■ **SET EXERCISE**
Below is a set of records; restate each one word for word.

■ **TASK INPUTS**

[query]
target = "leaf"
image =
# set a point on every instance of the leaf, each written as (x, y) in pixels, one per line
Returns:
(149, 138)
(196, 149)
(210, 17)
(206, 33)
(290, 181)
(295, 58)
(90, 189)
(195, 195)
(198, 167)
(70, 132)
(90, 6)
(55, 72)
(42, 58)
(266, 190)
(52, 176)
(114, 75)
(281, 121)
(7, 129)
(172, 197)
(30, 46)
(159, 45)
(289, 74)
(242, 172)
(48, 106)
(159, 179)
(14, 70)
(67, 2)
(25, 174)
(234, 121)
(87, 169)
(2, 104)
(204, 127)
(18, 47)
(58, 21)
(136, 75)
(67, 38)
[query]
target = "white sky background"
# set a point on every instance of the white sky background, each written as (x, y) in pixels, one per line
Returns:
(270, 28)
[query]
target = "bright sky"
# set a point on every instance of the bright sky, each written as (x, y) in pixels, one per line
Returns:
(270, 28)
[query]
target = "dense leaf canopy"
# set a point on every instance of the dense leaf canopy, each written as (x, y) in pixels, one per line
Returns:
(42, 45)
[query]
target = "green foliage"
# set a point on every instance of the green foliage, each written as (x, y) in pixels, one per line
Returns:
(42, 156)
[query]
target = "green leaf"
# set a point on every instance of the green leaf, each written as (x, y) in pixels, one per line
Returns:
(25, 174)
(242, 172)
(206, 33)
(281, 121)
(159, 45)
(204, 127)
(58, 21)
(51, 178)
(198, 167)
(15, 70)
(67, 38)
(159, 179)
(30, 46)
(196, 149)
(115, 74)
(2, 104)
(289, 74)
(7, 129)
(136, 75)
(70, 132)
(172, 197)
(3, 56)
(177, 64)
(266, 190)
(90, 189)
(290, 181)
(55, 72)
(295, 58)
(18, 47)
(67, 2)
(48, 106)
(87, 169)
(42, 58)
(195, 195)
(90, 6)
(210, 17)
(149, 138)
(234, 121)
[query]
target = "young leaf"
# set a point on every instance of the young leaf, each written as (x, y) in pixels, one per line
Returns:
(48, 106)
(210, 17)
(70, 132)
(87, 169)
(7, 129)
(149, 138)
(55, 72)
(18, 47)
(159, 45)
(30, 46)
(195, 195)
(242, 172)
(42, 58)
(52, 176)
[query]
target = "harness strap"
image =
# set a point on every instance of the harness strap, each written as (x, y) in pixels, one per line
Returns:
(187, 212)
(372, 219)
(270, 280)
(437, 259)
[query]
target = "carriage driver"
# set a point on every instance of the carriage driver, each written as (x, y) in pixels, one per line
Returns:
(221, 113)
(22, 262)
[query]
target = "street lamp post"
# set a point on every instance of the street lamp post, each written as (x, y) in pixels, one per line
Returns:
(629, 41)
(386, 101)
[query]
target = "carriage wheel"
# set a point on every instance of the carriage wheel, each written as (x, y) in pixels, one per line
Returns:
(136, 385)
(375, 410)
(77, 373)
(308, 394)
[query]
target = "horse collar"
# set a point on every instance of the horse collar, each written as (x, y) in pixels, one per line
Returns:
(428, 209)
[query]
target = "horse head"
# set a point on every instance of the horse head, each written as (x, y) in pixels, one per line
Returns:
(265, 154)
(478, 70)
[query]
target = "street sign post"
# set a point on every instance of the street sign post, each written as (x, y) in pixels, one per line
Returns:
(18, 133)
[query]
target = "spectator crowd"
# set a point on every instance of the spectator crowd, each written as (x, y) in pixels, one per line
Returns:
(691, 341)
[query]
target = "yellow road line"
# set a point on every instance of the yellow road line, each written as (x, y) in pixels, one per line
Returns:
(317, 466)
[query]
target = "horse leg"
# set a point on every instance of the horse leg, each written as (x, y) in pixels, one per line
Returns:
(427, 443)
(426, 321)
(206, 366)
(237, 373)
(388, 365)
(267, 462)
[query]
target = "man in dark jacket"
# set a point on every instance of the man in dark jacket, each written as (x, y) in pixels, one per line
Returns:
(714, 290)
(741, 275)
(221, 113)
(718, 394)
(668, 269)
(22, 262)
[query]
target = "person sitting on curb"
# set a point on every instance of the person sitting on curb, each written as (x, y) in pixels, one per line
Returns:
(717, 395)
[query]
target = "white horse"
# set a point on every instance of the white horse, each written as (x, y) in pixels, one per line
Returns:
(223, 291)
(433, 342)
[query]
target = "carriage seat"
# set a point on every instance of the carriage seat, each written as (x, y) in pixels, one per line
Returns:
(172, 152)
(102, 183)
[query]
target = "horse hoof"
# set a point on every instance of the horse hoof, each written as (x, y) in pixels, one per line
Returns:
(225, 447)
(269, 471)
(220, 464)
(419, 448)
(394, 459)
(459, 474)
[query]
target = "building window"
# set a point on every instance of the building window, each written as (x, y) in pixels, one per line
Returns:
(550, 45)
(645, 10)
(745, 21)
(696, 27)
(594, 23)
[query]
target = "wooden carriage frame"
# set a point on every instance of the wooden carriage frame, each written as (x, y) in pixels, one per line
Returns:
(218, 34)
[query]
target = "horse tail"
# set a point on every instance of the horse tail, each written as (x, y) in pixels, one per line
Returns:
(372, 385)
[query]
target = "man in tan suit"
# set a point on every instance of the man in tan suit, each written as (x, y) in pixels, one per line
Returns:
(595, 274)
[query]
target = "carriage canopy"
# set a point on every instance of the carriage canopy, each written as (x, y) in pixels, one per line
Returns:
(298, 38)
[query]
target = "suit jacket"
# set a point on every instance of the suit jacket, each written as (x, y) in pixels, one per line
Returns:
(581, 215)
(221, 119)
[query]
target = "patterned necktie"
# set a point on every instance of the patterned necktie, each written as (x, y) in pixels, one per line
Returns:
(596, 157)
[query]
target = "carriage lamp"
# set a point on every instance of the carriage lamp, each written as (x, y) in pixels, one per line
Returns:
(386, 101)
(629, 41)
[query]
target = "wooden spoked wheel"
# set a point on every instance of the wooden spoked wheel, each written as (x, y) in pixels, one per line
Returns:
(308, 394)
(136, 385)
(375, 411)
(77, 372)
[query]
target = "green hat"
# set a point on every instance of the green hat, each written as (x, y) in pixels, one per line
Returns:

■ **EXERCISE ANSWER**
[query]
target = "leaf"
image =
# set a point on every instance of the leaf, each written as (x, y) in pixels, one per line
Returns:
(149, 138)
(196, 149)
(210, 17)
(206, 33)
(290, 181)
(295, 58)
(90, 189)
(195, 195)
(198, 167)
(70, 132)
(90, 6)
(55, 72)
(42, 58)
(266, 190)
(52, 176)
(114, 75)
(281, 121)
(7, 129)
(172, 197)
(30, 46)
(159, 45)
(289, 74)
(242, 172)
(48, 106)
(159, 179)
(14, 70)
(67, 2)
(25, 174)
(234, 121)
(87, 169)
(2, 104)
(204, 127)
(18, 47)
(58, 21)
(136, 75)
(67, 38)
[query]
target = "white sky background"
# set a point on every instance of the white sky background, each written as (x, y) in pixels, one per line
Returns:
(270, 28)
[query]
target = "bright sky"
# set a point on every instance of the bright sky, each written as (x, y) in pixels, one per line
Returns:
(270, 28)
[query]
target = "dense leaf canopy"
# set a point on every instance of the dense leaf canopy, each written as (x, y) in pixels, one per line
Returns:
(42, 45)
[query]
target = "green foliage"
# set a point on every instance of the green foliage, each written as (x, y) in pixels, one per line
Returns:
(42, 156)
[query]
target = "green leaf"
# set a point on every instance of the green leaf, each written as (x, y) in pixels, one per line
Returns:
(25, 174)
(242, 172)
(206, 33)
(281, 121)
(159, 45)
(204, 127)
(58, 21)
(51, 178)
(198, 167)
(15, 70)
(67, 38)
(159, 179)
(30, 46)
(196, 149)
(115, 74)
(2, 104)
(289, 74)
(7, 129)
(136, 75)
(70, 132)
(172, 197)
(3, 56)
(177, 64)
(266, 190)
(90, 189)
(290, 181)
(55, 72)
(295, 58)
(18, 47)
(67, 2)
(48, 106)
(87, 169)
(42, 58)
(195, 195)
(90, 6)
(210, 17)
(149, 138)
(234, 121)
[query]
target = "young leaf"
# set a point on every instance of the young leaf, each written as (x, y) in pixels, one per line
Returns:
(48, 106)
(210, 17)
(70, 132)
(87, 169)
(7, 129)
(149, 138)
(55, 72)
(18, 47)
(159, 45)
(30, 46)
(195, 195)
(242, 172)
(42, 58)
(52, 176)
[query]
target = "harness strap"
image =
# set a point on every instance of the harness strap, each written as (x, y) in pixels, one per line
Returns:
(187, 212)
(372, 219)
(270, 280)
(437, 259)
[query]
target = "carriage driver"
# set a point on every instance of the carriage driver, each written as (x, y) in pixels, one per line
Returns:
(221, 113)
(22, 262)
[query]
target = "street lamp post"
# set a point on every instance of the street lamp post, each written as (x, y) in pixels, one per line
Returns:
(629, 41)
(386, 101)
[query]
target = "carriage wheel"
# set a point on every instance of the carriage wheel, each written as (x, y) in pixels, one per line
Returns:
(136, 385)
(375, 410)
(77, 373)
(308, 394)
[query]
target = "horse collar"
# set a point on every instance of the horse collar, each written as (x, y) in pixels, one per line
Returns:
(428, 209)
[query]
target = "horse head"
# set a point on every instance of the horse head, each written as (x, y) in pixels, one per line
Returns:
(265, 154)
(478, 70)
[query]
target = "street sign post"
# set a point on every instance of the street sign post, each written as (x, y) in pixels, one per line
Returns:
(18, 133)
[query]
target = "spectator crowd"
# set a point on every instance of the spectator crowd, each written as (x, y) in pixels, one per line
Returns:
(691, 341)
[query]
target = "yellow road line"
# set a point on every instance of the yellow road line, each written as (x, y) in pixels, one per line
Returns:
(317, 466)
[query]
target = "horse leg"
# set a point on every instance of the horse leg, each written as (x, y) in pixels, one per line
Returns:
(427, 443)
(426, 321)
(206, 366)
(237, 373)
(388, 365)
(267, 462)
[query]
target = "man in dark jacket"
# set a point on every instance of the man in dark jacket, each written as (x, y) in pixels, one per line
Returns:
(714, 290)
(741, 275)
(221, 113)
(718, 394)
(668, 269)
(22, 262)
[query]
target = "person sitting on curb"
# set a point on every instance of the person sitting on curb, each written as (x, y) in pixels, one per line
Returns:
(717, 395)
[query]
target = "white horse"
# set a point on every instance of the white horse, each written as (x, y) in pixels, one per line
Returns:
(223, 291)
(433, 342)
[query]
target = "carriage seat"
# set a point on every instance of the carriage seat, each written as (x, y) in pixels, one per line
Returns:
(172, 152)
(102, 183)
[query]
target = "horse hoof"
# set a point on every instance of the horse hoof, each written as (x, y) in pixels, one per line
Returns:
(225, 447)
(269, 471)
(220, 464)
(419, 448)
(394, 459)
(459, 474)
[query]
target = "building window"
# set a point on every instance of the building window, each written as (x, y) in pixels, one per line
Returns:
(550, 45)
(645, 10)
(745, 21)
(696, 27)
(594, 23)
[query]
target = "wooden carriage frame"
# set a point on every instance of the wooden carriage frame, each written as (x, y) in pixels, one per line
Returns:
(218, 34)
[query]
target = "horse tail"
# set a point on every instance of the horse tail, each written as (x, y) in pixels, one per line
Returns:
(372, 385)
[query]
target = "man in tan suit"
# set a point on every instance of the man in tan suit, each written as (x, y) in pixels, one per line
Returns:
(595, 274)
[query]
target = "carriage canopy"
# set a point on every instance of the carriage canopy, each written as (x, y) in pixels, one per line
Returns:
(298, 38)
[query]
target = "suit jacket"
# set a point on every instance of the suit jacket, each written as (x, y) in pixels, one per line
Returns:
(581, 215)
(221, 119)
[query]
target = "patterned necktie"
# set a point on every instance of the patterned necktie, each written as (x, y) in pixels, one per line
Returns:
(596, 157)
[query]
target = "carriage lamp"
# set a point on every instance of the carriage lamp, each written as (x, y) in pixels, one per line
Returns:
(386, 101)
(629, 41)
[query]
target = "wooden spoked wheel"
# set a point on every instance of the wooden spoked wheel, each written as (x, y) in pixels, one per line
Returns:
(308, 394)
(136, 385)
(375, 411)
(77, 372)
[query]
target = "green hat"
# set a point on every instance of the green hat, each written as (x, y) in pixels, one per line
Returns:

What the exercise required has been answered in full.